■ PROBLEM STATEMENT: Find every line in the entries below that contains the word "basketball", and copy each of those lines.

■ INFORMATION PROVIDED:
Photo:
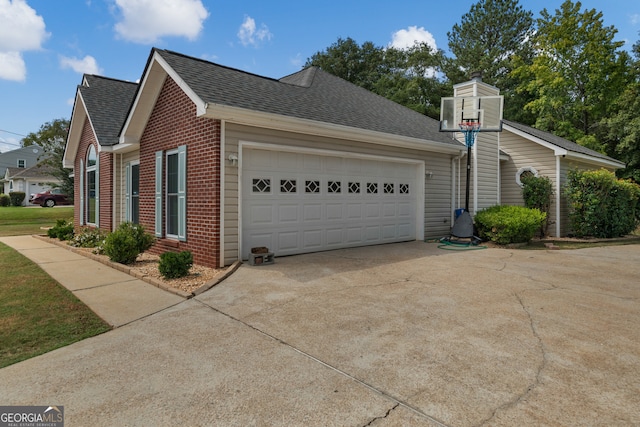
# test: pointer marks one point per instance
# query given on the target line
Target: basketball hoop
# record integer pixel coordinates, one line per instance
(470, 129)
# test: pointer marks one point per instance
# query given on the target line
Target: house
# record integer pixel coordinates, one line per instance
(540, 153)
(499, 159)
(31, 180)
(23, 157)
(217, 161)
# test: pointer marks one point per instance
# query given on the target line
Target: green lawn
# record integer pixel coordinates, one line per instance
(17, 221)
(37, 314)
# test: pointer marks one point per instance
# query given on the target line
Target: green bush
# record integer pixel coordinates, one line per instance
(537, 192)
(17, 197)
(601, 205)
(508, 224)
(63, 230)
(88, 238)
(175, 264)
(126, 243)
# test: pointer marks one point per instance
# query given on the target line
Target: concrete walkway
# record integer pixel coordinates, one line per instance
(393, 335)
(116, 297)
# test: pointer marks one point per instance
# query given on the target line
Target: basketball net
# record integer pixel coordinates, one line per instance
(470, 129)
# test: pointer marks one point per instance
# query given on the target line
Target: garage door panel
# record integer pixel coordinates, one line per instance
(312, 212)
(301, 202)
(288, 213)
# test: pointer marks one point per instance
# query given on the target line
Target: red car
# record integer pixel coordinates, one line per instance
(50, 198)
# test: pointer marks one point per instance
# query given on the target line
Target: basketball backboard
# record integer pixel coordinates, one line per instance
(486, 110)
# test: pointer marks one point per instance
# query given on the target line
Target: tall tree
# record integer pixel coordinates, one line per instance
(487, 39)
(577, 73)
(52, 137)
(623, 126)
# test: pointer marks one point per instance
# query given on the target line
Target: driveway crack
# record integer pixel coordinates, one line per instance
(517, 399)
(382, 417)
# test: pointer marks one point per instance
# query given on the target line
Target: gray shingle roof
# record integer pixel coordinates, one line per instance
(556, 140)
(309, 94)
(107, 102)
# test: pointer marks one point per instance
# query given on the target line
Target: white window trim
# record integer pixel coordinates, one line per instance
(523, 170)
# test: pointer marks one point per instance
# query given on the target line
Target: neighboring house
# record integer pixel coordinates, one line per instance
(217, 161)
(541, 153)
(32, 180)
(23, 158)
...
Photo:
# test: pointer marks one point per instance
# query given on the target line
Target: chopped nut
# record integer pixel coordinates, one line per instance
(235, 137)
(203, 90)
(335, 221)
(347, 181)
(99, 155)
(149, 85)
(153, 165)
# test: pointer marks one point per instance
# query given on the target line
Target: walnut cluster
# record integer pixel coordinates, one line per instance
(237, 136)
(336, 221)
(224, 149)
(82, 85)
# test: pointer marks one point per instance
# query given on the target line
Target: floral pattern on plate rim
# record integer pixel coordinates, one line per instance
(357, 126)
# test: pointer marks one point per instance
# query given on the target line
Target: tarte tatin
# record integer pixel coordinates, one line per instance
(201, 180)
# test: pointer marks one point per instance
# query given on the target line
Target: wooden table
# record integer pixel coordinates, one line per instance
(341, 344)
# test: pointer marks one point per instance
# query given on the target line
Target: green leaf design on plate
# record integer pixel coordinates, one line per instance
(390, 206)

■ FINAL RESULT:
Target: basketball hoop
Target: basketball net
Target: basketball backboard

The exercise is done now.